(Task brief): Word for word, restate each of the entries below, and drop every picture.

----------

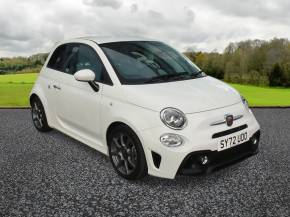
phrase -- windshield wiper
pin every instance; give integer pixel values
(168, 77)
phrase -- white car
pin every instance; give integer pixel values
(145, 105)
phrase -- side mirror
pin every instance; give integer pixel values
(85, 75)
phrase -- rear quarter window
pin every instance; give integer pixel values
(57, 59)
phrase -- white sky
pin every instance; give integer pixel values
(32, 26)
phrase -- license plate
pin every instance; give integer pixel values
(232, 140)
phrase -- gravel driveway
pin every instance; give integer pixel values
(53, 175)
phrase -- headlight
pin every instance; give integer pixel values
(173, 118)
(245, 102)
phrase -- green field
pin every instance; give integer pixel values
(14, 92)
(15, 88)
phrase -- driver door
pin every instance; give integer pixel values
(78, 106)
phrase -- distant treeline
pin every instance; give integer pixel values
(254, 62)
(22, 64)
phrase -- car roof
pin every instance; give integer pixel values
(108, 39)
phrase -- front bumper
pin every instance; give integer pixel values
(198, 136)
(194, 164)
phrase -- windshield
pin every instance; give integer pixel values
(140, 62)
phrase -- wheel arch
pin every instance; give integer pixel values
(114, 125)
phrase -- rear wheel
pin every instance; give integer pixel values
(38, 115)
(126, 153)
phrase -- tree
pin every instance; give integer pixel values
(276, 75)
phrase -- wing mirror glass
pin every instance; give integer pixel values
(85, 75)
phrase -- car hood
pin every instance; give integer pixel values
(189, 96)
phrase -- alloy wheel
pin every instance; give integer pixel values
(124, 154)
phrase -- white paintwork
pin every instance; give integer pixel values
(84, 75)
(85, 115)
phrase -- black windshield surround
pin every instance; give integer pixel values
(143, 62)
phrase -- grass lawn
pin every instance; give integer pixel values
(15, 89)
(264, 96)
(14, 92)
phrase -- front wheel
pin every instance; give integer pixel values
(126, 153)
(38, 115)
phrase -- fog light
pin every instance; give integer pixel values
(204, 160)
(255, 141)
(171, 140)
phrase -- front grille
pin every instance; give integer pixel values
(230, 131)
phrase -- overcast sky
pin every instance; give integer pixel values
(33, 26)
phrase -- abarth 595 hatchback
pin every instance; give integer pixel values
(145, 105)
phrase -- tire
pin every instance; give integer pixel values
(38, 115)
(126, 153)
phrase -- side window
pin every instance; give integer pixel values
(57, 58)
(88, 59)
(71, 57)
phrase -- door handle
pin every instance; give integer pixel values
(56, 87)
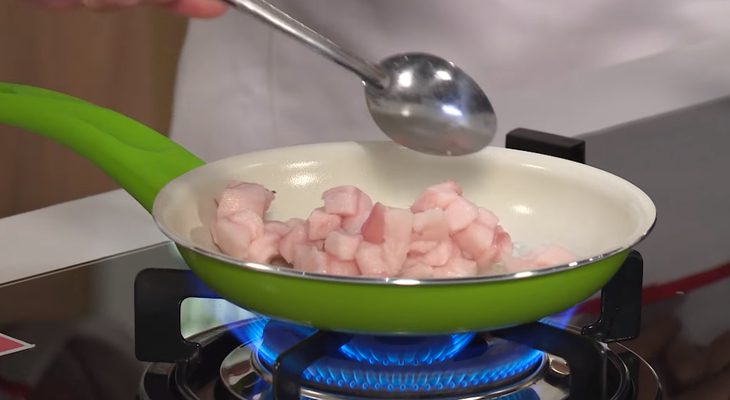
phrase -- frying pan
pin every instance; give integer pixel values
(539, 200)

----------

(Solution):
phrase -- windshield wiper
pin every instance; give integer pixel values
(168, 77)
phrase -- white car
pin every instance; give integer pixel values
(145, 105)
phrase -- side mirror
pin every instance; give integer pixel values
(85, 75)
phrase -- rear quarter window
pin every instance; give integer pixel values
(57, 59)
phrase -- white sky
pin every instance; give integer pixel values
(32, 26)
phrase -- license plate
pin every instance; give integer pixel values
(232, 140)
phrase -- gravel driveway
pin every instance; give integer pixel values
(53, 175)
phrase -- headlight
pin every instance; give integer pixel values
(173, 118)
(245, 102)
phrase -- green field
pin every instance; give integer pixel values
(14, 92)
(15, 88)
phrase -- driver door
pin every instance; give integer pixel values
(78, 106)
phrase -- distant treeline
pin every instance; give integer pixel values
(254, 62)
(22, 64)
phrase -- car roof
pin every instance; give integer pixel values
(108, 39)
phrase -- front bumper
pin every instance; give integer pixel values
(198, 136)
(194, 164)
phrase -- windshield
pin every instance; give integer pixel values
(140, 62)
phrase -- wheel arch
pin every instance; give integer pixel values
(114, 125)
phrase -- rear wheel
pin every instance; give integer pixel values
(38, 115)
(126, 153)
phrase -- tree
pin every instance; give integer pixel values
(276, 75)
phrase -- wing mirror glass
pin every instance; give integer pixel values
(85, 75)
phrase -- car hood
pin every instance; give integer pixel values
(189, 96)
phrase -- alloy wheel
pin every instance; give integer pixel values
(124, 154)
phrase -- white paintwork
pin every instance; give integer pixel values
(84, 75)
(85, 115)
phrase -- black windshield surround
pin every instance; give integer pixel values
(143, 62)
phrase -- grass lawn
pin every instance; give integer pixel values
(15, 89)
(264, 96)
(14, 92)
phrase -- front wheel
pin every instance; give integer pixel values
(126, 153)
(38, 115)
phrase -- fog light
pin every instance; give integer pixel values
(204, 160)
(255, 141)
(171, 140)
phrase -- front grille
pin every instance; give integer pixel values
(230, 131)
phrase -- overcast sky
pin every instance; give integer pixel values
(33, 26)
phrase -- abarth 595 hatchback
pin every instance; give integer pixel values
(145, 105)
phrase -- tire
pin every instance; give integer pixel values
(38, 115)
(126, 153)
phrase -- side window
pin every instance; give integer pixel values
(57, 58)
(88, 59)
(71, 57)
phrase -- door handle
pin every instance; give integer pixel values
(56, 87)
phrase -- frying pan
pin every instance; give integer pixel values
(539, 200)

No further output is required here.